WHAT IS REQUIRED:
Copy out every line of the records below verbatim, preserving their order and line breaks.
-- START RECORDS SHOWN --
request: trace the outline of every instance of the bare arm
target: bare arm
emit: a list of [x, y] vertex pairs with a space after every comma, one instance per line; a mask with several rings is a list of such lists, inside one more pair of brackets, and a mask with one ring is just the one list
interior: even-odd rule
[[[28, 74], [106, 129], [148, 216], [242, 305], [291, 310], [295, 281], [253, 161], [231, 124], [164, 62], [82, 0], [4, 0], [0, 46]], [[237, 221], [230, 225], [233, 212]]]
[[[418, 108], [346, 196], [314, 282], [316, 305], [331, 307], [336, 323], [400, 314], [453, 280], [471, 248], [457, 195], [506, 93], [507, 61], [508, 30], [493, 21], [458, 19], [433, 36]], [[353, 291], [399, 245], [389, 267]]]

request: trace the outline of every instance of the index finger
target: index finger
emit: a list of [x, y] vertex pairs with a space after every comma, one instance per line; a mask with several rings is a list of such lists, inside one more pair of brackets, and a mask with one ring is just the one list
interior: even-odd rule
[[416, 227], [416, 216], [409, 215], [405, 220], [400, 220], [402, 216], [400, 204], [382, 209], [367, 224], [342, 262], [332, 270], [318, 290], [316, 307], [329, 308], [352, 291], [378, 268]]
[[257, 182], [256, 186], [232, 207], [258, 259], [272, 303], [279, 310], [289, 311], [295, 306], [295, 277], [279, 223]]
-- END RECORDS SHOWN --
WRITTEN REPLY:
request: trace the outline of every instance of the bare arm
target: bare arm
emit: a list of [x, y] vertex pairs with a space after every comma, one instance per line; a mask with several rings is a list of such lists, inside one more pair of brackets, and a mask with one ring is just the one list
interior: even-odd rule
[[[28, 74], [106, 129], [148, 216], [242, 305], [291, 310], [295, 281], [253, 161], [231, 124], [164, 62], [82, 0], [4, 0], [0, 46]], [[237, 221], [230, 225], [233, 212]]]
[[[418, 108], [346, 196], [314, 282], [316, 305], [331, 307], [336, 323], [400, 314], [453, 280], [471, 248], [457, 195], [506, 93], [507, 61], [508, 30], [493, 21], [458, 19], [433, 36]], [[353, 291], [399, 245], [389, 267]]]

request: trace the outline of every instance of the index finger
target: index finger
emit: a list of [x, y] vertex pairs with a space after every comma, one instance per line; a mask with several rings is a list of such lists, inside one more pair of brackets, and a mask with one ring is just the one list
interior: even-odd rule
[[416, 227], [416, 216], [409, 215], [405, 220], [400, 220], [402, 216], [400, 204], [382, 209], [367, 224], [342, 262], [332, 270], [318, 290], [316, 307], [329, 308], [352, 291], [378, 268]]
[[257, 182], [256, 186], [232, 207], [258, 259], [272, 303], [279, 310], [289, 311], [295, 306], [295, 277], [279, 223]]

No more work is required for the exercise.